WRITTEN PROBLEM
Without the pictures, set down the records below word for word.

[Location identification items]
<<<<

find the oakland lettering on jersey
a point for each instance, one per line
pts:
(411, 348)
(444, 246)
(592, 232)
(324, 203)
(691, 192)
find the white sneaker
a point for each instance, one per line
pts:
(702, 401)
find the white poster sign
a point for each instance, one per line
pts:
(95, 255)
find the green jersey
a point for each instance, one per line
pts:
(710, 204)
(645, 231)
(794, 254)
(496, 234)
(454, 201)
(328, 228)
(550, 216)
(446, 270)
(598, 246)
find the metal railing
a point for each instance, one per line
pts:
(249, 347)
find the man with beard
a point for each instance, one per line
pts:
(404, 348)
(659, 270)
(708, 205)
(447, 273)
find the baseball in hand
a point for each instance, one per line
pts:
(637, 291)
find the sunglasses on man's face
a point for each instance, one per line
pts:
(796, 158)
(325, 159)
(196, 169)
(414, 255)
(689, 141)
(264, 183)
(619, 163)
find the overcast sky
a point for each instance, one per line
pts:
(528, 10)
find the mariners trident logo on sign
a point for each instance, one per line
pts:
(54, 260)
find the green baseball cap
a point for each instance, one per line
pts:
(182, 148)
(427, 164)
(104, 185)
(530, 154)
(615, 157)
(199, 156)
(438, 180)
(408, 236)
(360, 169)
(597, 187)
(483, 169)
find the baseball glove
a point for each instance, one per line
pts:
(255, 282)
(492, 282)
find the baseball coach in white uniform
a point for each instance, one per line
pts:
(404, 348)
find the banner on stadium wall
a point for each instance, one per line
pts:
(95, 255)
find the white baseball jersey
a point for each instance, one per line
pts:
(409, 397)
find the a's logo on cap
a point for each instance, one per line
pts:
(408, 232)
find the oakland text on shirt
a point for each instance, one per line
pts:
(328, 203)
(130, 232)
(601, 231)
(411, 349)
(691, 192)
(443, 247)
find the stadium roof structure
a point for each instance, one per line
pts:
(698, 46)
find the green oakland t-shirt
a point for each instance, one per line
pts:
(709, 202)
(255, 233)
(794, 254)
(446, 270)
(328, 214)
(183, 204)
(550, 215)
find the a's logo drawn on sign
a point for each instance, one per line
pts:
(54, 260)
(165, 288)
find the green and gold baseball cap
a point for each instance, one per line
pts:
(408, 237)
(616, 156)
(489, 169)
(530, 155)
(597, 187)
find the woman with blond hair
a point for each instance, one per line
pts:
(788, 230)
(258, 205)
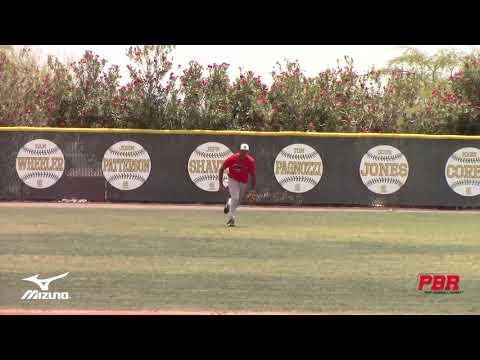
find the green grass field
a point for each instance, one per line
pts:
(186, 259)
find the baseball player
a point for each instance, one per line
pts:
(239, 166)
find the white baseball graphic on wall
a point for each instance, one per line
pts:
(40, 163)
(462, 171)
(126, 165)
(384, 169)
(298, 168)
(204, 164)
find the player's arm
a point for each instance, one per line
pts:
(254, 181)
(253, 173)
(226, 164)
(220, 177)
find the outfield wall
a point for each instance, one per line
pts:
(122, 165)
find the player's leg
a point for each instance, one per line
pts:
(234, 188)
(226, 208)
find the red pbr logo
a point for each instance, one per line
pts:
(439, 283)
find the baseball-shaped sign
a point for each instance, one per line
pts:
(40, 163)
(384, 169)
(298, 168)
(462, 171)
(204, 164)
(126, 165)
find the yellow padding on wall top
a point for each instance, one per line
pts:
(234, 132)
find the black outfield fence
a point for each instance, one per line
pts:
(122, 165)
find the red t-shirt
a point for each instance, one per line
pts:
(239, 169)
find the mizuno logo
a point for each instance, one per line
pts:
(43, 283)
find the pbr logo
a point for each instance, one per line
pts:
(439, 283)
(204, 164)
(462, 171)
(44, 294)
(298, 168)
(40, 164)
(126, 165)
(384, 169)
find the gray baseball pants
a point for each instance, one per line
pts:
(237, 192)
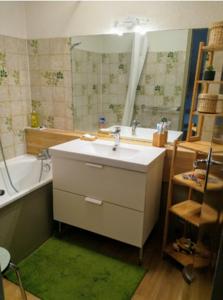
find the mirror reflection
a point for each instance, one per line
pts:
(117, 80)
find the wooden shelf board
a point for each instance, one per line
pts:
(187, 259)
(211, 186)
(210, 81)
(202, 146)
(207, 114)
(190, 211)
(212, 48)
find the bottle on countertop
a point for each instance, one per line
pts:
(35, 120)
(101, 122)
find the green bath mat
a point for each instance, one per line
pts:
(60, 270)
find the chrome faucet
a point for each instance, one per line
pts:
(135, 123)
(44, 154)
(116, 134)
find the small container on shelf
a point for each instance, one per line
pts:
(102, 122)
(160, 137)
(216, 35)
(209, 73)
(207, 103)
(219, 108)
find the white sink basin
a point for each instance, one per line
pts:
(132, 157)
(145, 134)
(106, 150)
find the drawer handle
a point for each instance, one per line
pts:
(94, 201)
(94, 165)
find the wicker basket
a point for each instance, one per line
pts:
(207, 103)
(216, 35)
(219, 108)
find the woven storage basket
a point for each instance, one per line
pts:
(207, 103)
(219, 108)
(216, 35)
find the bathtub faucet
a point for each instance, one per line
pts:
(44, 154)
(135, 123)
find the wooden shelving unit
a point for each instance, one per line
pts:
(202, 147)
(190, 211)
(214, 183)
(205, 87)
(187, 259)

>>>>

ANSWER TO THE EXERCISE
find the oakland lettering on jersey
a point for each instance, one per line
pts:
(411, 348)
(444, 246)
(592, 232)
(324, 203)
(691, 192)
find the white sneaker
a point for each instance, one per line
pts:
(702, 401)
find the white poster sign
a point for each instance, one per line
pts:
(95, 255)
find the green jersey
a point for each instance, one per line
pts:
(710, 204)
(645, 231)
(794, 254)
(496, 234)
(454, 201)
(328, 228)
(550, 216)
(446, 270)
(598, 246)
find the metal railing
a point for each instance, one per line
pts:
(249, 347)
find the man with beard
a point for each instance, one per line
pts:
(404, 348)
(659, 270)
(708, 205)
(447, 273)
find the baseball in hand
a point for each instance, one per line
pts:
(637, 291)
find the sunglasses on man's face
a point for each instance, one per line
pts:
(796, 158)
(325, 159)
(196, 169)
(414, 255)
(689, 141)
(264, 183)
(619, 163)
find the overcast sky
a point for each instance, one per line
pts:
(528, 10)
find the mariners trident logo on sign
a point for each instance, one per line
pts:
(54, 260)
find the green baseball cap
a point for each instance, one per line
pts:
(182, 148)
(427, 164)
(104, 185)
(530, 154)
(615, 157)
(199, 156)
(438, 180)
(408, 236)
(360, 169)
(597, 187)
(483, 169)
find the baseball glove
a point for each instance, one per line
pts:
(255, 282)
(492, 282)
find the baseball coach in white uniform
a point for each instance, one per line
pts:
(404, 348)
find the banner on stadium wall
a point for each instance, one per line
pts:
(95, 255)
find the white baseball jersey
a point for each instance, one per line
pts:
(409, 397)
find the a's logo on cap
a point for each instance, one per line
pts:
(408, 232)
find the oakland text on shirt
a point for each instance, one per line
pts:
(328, 203)
(130, 232)
(601, 231)
(411, 349)
(691, 192)
(443, 247)
find the stadium roof structure
a point for each instance, one per line
pts:
(698, 46)
find the green oakland t-shirt
a point for each instance, one per line
pts:
(709, 202)
(255, 233)
(794, 254)
(446, 270)
(328, 214)
(183, 204)
(550, 215)
find the a's logo drawn on sign
a point for each instance, one per line
pts:
(54, 260)
(165, 288)
find the green and gold baseball cap
a point for each instance, one per line
pts:
(408, 237)
(616, 156)
(489, 169)
(530, 155)
(597, 187)
find the woman with blond hair
a point for each instance, one per line
pts:
(788, 230)
(258, 205)
find the green grass field
a point for each instance, one per line
pts:
(186, 259)
find the baseball player
a point for each instance, one per line
pts:
(239, 166)
find the white baseball graphic on wall
a point for each instance, one per line
pts:
(40, 163)
(462, 171)
(126, 165)
(384, 169)
(298, 168)
(204, 164)
find the player's arm
a point for each instance, one per line
pts:
(254, 181)
(253, 173)
(226, 164)
(220, 177)
find the outfield wall
a point for each instance, one per line
pts:
(122, 165)
find the player's leg
a point for each instance, one per line
pts:
(234, 188)
(226, 208)
find the red pbr logo
a point for each instance, one per line
pts:
(439, 283)
find the baseball-shaped sign
a point for each instance, one per line
pts:
(40, 163)
(384, 169)
(298, 168)
(462, 171)
(204, 164)
(126, 165)
find the yellow padding on wall top
a point for each instance, one per line
pts:
(234, 132)
find the black outfield fence
a point for each instance, one per line
pts:
(122, 165)
find the red t-shirt
a point for each instance, one per line
pts:
(239, 169)
find the mizuno logo
a point for each instance, one per line
pts:
(43, 283)
find the pbr logo
a point for each instance, one per line
pts:
(439, 283)
(204, 164)
(462, 171)
(44, 294)
(298, 168)
(40, 164)
(126, 165)
(384, 169)
find the gray baseball pants
a point for each instance, one per line
pts:
(237, 192)
find the mirror reflection
a point for each instance, one per line
pts:
(117, 80)
find the wooden shelf board
a point for each instance, one per line
pts:
(187, 259)
(211, 186)
(210, 81)
(202, 146)
(207, 114)
(190, 211)
(212, 48)
find the bottle on countertop
a point for each instance, one per line
pts:
(35, 120)
(101, 122)
find the green bath mat
a point for each instance, one per line
pts:
(60, 270)
find the chrome faucet
a point for each instance, one per line
pts:
(135, 123)
(44, 154)
(116, 134)
find the small container on shelf
a point for each instance, one per line
pts:
(102, 122)
(160, 137)
(216, 35)
(209, 73)
(207, 103)
(219, 108)
find the white sink basin
a point for each instance, one per line
pts:
(132, 157)
(145, 134)
(106, 150)
find the drawer handle
a point for each instance, one per line
pts:
(94, 201)
(94, 165)
find the wicker basket
a point for each instance, one per line
pts:
(207, 103)
(216, 35)
(219, 108)
find the woven storage basket
a point for each instance, one per line
pts:
(207, 103)
(219, 108)
(216, 35)
find the bathtub faucet
a point for each instance, one per line
pts:
(44, 154)
(135, 123)
find the wooden shelving unit
a point for each instance, one per line
pts:
(202, 147)
(190, 211)
(214, 183)
(205, 87)
(187, 259)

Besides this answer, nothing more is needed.